(Work request) Copy out the full text on fruits that can upset digestion, word for word.

Segment Start: Text under study

If you have acid reflux or gastritis, this extra acidity can relax the valve between your esophagus and stomach, letting acid splash upward. The International Foundation for Gastrointestinal Disorders notes that acidic foods are a common trigger for worsening GERD symptoms. Grapefruits, tomatoes (technically a fruit), and pineapple can all provoke similar reactions. Eating citrus on an empty stomach tends to make this worse.
Green Bananas and Resistant Starch
Ripe yellow bananas are one of the gentlest fruits on the digestive system. Green bananas are a different story. Unripe bananas contain the highest concentration of resistant starch of any unprocessed food, with green banana flour clocking in at roughly 74% resistant starch by weight. Resistant starch behaves more like fiber than a typical carbohydrate. Your small intestine can’t break it down, so it passes to your colon where bacteria ferment it.
This fermentation can cause significant gas and bloating, especially if you’re not used to it. As bananas ripen, that resistant starch converts into simple sugars, which is why a spotted yellow banana is so much easier on your stomach. If you find bananas give you trouble, ripeness is likely the variable to watch.

Segment End: Text under study
Segment Start: Information provided

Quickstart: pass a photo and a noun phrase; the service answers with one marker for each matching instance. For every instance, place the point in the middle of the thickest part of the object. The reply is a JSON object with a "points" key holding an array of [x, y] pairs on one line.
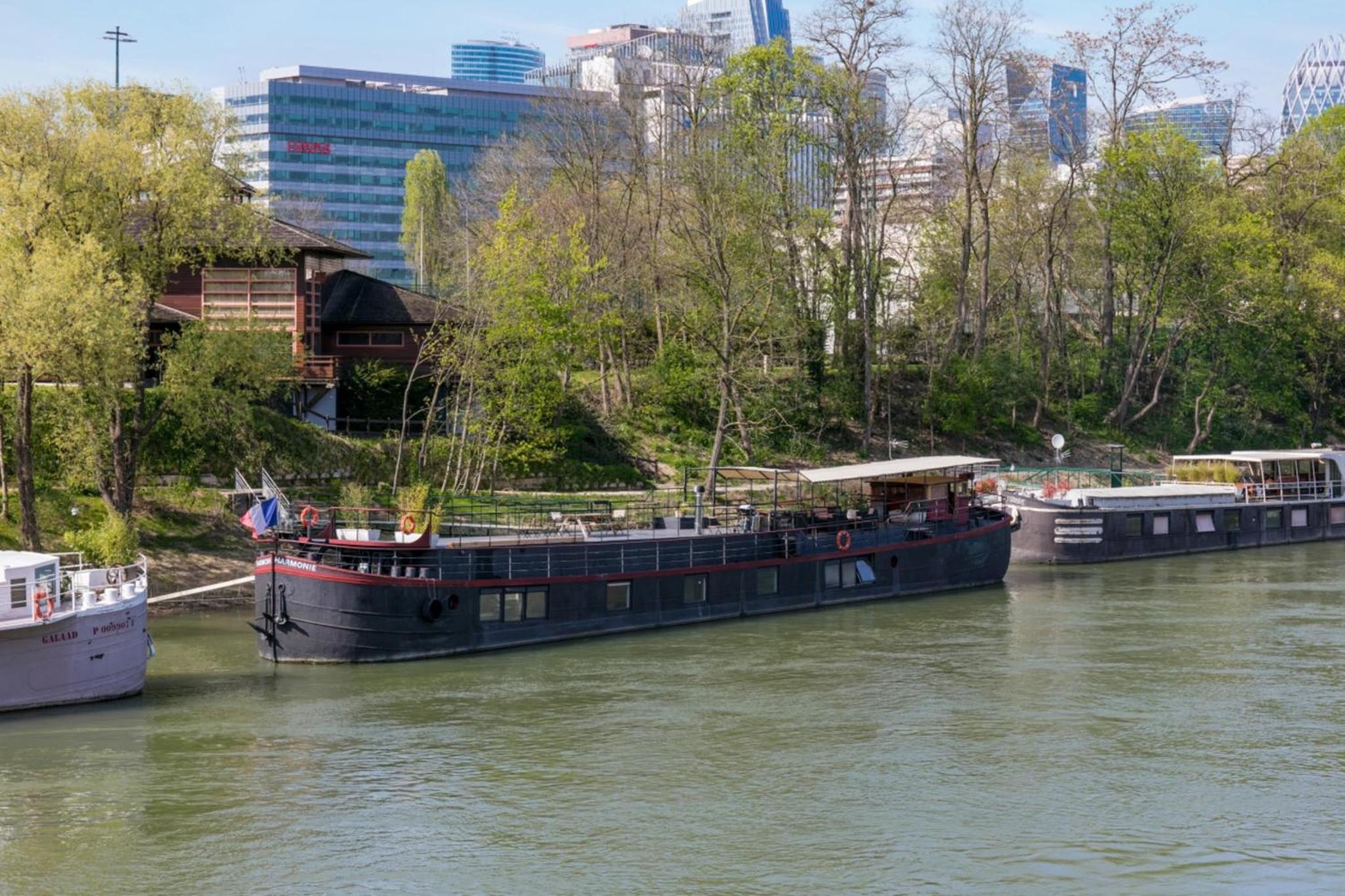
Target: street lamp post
{"points": [[118, 38]]}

Segment End: Information provided

(Response to the exercise)
If you have acid reflux or gastritis, this extra acidity can relax the valve between your esophagus and stomach, letting acid splash upward. The International Foundation for Gastrointestinal Disorders notes that acidic foods are a common trigger for worsening GERD symptoms. Grapefruits, tomatoes (technically a fruit), and pineapple can all provoke similar reactions. Eating citrus on an empty stomach tends to make this worse.
Green Bananas and Resistant Starch
Ripe yellow bananas are one of the gentlest fruits on the digestive system. Green bananas are a different story. Unripe bananas contain the highest concentration of resistant starch of any unprocessed food, with green banana flour clocking in at roughly 74% resistant starch by weight. Resistant starch behaves more like fiber than a typical carbohydrate. Your small intestine can’t break it down, so it passes to your colon where bacteria ferment it.
This fermentation can cause significant gas and bloating, especially if you’re not used to it. As bananas ripen, that resistant starch converts into simple sugars, which is why a spotted yellow banana is so much easier on your stomach. If you find bananas give you trouble, ripeness is likely the variable to watch.